▶ **PASSAGE**:
++++++++++++++++++++

Time-varying mixing weights in 2-component Gaussian mixture model

Dear stan users and developers:

I have some problems recovering the ‘known’ parameter values from my proposed model.

My model is a 2-component mixture model where the mixing weights are time-dependent and I model it as an AR(1) process on eta[t] = log(lambda[t] / (1-lambda[t]) and lambda[t] is the mixing weights at time t.
eta[1] = 0
eta[2:TT] = normal( rho * eta[1:(TT-1)], 0.05).

the data y_it ~ lambda[t] * N(mu_t + d_1t, sigma[1] ) + (1-lambda[t]) * N(mu_t + d_2t, sigma[2])
I impose a constraint on the overall mean E(y_it ) = lambda[t] *(mu_t+d_1t) + (1-lambda[t]) * (mu_t + d_2t) = mu_t .

In other words, lambda[t] *d_1t + (1-lambda[t]) * d_2t = 0
mu_t are modeled as B-spline with a cyclic b-spline basis function and b-spline coefficients.
d_1t and d_2t are mixture component deviations and due to the constraint imposed above,
d_2t is modeled as a deterministic term
d_2t = lambda_t /(1-lambda{t) * (-d_1t)

To ensure components are identifiable, I let d_2t > d_1t for all time periods in other words,
d_1t <0 and impose an upper =0 constraint.
The prior on d_1t is another AR(1) process similar to the one imposed on the logit of mixing weights.

I simulate some data from this proposed model and use the data to fit the model,
however, 95% CI does not capture all the parameters.
I suspect it got something to do with the lambda estimation and then I refit the model supplied ‘true’ lambda values and then estimate the rest of the parameters and in this case, all the parameters are well-estimated.
Next, I supply ‘true’ values of all the other parameters and just to estimate eta_t and thus lambda_t, but the model still fails to recover the parameter values.
I know it must be something wrong with my eta_t set up, however, I am kind of lost in where to debug and hoping to gain some insights. Can some one please suggest where the model can potentially go wrong?

I have attached my model and also the simulated data below, thanks in advance.
I also uploaded a graph which illustrates my model, the black line is the underlying overall mean of the 2-component mixture model which is modeled by cyclic b-spline,
the two red lines are mixture component locations and the distance between the red and the black lines are d_1t and d_2t modeled as described above
the mixing weights lambda_t is modeled as inverse_logit eta[t] and follows an AR(1) process

time_varying_mixture_model.r (1.5 KB)
bspline basis construction function.r (3.8 KB)

++++++++++++++++++++

▶ **AIM A**:
Can you rewrite the mixture-model post from the words "d_1t and d_2t are" through "all the parameters.", changing "deterministic" to "fixed"?

++++++++++++++++++++

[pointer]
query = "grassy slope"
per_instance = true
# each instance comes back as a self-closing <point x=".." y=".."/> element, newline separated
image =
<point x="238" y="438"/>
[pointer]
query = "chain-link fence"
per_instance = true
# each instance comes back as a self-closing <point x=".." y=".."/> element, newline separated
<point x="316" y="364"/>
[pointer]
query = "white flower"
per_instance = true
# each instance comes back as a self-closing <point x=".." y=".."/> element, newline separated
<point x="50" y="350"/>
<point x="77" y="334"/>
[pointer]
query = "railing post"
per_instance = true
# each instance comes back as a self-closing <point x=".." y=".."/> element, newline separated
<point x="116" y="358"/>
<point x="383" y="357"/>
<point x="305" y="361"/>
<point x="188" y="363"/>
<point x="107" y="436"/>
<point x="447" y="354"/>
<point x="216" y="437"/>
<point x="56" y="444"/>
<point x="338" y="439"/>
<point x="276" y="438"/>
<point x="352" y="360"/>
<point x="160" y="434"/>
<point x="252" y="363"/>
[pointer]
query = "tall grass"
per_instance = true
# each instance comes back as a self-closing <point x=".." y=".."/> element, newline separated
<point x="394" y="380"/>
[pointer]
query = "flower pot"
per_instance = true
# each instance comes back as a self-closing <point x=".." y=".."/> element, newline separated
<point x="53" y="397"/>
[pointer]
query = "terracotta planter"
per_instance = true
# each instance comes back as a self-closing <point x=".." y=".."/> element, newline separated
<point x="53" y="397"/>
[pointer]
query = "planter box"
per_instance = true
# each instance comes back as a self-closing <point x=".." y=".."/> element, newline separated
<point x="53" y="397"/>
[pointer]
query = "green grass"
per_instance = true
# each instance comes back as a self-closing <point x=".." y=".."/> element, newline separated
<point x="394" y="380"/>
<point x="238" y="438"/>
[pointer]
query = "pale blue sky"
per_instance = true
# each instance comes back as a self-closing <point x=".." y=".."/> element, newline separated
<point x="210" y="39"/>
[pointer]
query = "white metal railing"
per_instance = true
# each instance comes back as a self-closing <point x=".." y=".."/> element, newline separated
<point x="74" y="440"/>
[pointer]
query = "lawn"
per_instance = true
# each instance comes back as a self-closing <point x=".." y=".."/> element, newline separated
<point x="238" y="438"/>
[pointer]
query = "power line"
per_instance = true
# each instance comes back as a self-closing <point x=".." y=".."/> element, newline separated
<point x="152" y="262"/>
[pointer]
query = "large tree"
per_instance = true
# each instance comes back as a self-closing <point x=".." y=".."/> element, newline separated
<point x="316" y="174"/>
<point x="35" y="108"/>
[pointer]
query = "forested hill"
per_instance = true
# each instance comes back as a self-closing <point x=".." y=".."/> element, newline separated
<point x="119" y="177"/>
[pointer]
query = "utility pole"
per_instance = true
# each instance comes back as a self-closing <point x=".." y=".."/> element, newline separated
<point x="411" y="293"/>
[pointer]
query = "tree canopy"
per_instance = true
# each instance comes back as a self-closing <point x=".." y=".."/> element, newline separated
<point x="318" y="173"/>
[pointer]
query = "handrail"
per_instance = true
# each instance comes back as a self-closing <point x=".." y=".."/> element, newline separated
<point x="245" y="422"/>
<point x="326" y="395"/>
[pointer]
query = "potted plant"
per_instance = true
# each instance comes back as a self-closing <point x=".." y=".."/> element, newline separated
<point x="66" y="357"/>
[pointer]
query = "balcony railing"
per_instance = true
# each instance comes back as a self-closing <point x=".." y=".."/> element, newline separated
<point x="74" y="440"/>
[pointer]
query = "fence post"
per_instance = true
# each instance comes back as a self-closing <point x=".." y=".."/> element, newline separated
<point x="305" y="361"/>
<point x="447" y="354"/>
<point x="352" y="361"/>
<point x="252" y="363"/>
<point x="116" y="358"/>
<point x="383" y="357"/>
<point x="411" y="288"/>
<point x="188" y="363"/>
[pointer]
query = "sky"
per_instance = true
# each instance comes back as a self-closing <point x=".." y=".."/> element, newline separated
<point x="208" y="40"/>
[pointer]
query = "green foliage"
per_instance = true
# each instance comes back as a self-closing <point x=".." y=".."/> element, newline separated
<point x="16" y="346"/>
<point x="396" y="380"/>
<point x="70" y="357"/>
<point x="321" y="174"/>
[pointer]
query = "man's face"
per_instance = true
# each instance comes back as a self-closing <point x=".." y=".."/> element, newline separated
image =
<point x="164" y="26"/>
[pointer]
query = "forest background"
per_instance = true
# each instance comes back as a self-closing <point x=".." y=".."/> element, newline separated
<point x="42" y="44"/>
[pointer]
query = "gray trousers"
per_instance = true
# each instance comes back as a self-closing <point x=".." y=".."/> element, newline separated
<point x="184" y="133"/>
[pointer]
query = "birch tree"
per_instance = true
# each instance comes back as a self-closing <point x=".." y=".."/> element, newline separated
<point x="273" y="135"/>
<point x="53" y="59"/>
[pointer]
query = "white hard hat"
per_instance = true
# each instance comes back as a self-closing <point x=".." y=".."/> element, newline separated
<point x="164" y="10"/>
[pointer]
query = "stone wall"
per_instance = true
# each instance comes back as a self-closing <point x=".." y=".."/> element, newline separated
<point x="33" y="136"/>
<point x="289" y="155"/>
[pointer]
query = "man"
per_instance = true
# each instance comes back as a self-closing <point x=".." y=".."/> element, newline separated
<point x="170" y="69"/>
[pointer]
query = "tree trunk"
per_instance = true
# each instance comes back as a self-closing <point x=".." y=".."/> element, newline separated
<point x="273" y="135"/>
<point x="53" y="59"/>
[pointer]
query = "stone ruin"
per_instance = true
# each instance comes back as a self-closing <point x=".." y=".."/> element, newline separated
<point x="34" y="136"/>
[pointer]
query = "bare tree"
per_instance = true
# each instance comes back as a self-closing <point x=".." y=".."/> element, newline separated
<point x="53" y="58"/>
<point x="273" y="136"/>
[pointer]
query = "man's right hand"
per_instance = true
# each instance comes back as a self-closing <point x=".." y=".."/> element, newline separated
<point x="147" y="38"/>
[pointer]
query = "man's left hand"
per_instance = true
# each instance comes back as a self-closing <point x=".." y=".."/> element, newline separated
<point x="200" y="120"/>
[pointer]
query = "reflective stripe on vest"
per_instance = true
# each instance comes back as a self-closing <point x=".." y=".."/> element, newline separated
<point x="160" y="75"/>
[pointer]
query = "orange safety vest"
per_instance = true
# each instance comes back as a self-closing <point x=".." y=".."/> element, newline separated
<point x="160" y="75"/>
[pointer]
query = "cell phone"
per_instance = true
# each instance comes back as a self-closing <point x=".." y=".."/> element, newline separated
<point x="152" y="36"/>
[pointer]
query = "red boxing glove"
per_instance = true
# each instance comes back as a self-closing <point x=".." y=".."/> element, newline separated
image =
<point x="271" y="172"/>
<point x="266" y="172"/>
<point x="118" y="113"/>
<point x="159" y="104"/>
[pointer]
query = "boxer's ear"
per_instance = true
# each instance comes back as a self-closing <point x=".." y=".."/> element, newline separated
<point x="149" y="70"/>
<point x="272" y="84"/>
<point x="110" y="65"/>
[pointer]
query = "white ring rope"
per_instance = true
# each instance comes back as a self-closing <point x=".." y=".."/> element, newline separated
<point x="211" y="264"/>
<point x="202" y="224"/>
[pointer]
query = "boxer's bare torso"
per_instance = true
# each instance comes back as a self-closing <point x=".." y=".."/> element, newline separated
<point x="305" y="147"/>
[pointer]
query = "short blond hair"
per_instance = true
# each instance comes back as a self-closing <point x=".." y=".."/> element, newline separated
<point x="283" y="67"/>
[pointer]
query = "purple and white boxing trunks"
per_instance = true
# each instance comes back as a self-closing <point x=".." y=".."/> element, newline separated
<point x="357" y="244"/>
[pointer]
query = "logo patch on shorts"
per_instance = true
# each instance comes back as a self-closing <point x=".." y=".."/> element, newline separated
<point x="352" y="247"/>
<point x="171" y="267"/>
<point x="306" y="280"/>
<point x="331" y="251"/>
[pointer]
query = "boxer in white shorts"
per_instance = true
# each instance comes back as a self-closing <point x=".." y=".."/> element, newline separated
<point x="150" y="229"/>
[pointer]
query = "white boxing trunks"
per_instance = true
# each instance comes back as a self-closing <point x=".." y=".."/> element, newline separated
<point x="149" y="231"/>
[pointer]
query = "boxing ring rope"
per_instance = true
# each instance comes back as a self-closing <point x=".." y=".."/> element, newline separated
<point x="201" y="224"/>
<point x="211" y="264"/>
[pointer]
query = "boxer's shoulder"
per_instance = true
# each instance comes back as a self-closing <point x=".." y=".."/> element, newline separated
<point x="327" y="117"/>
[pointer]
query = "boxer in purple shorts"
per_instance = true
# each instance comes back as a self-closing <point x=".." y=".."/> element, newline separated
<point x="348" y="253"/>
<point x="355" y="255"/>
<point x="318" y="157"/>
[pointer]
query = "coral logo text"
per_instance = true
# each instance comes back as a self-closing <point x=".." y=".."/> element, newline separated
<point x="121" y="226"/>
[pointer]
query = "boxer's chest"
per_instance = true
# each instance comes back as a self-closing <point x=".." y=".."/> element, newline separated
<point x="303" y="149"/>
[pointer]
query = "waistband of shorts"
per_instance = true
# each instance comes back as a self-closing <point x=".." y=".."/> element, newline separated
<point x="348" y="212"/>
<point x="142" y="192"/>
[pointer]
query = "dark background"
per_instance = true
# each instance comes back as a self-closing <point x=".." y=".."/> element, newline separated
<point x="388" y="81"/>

++++++++++++++++++++

▶ **AIM B**:
Which lines of the records contain the string "background"? Copy each of them, treating uppercase and lowercase as different.

▶ **EXPECTED ANSWER A**:
d_1t and d_2t are mixture component deviations and due to the constraint imposed above,
d_2t is modeled as a fixed term
d_2t = lambda_t /(1-lambda{t) * (-d_1t)

To ensure components are identifiable, I let d_2t > d_1t for all time periods in other words,
d_1t <0 and impose an upper =0 constraint.
The prior on d_1t is another AR(1) process similar to the one imposed on the logit of mixing weights.

I simulate some data from this proposed model and use the data to fit the model,
however, 95% CI does not capture all the parameters.

▶ **EXPECTED ANSWER B**:
query = "forest background"
query = "dark background"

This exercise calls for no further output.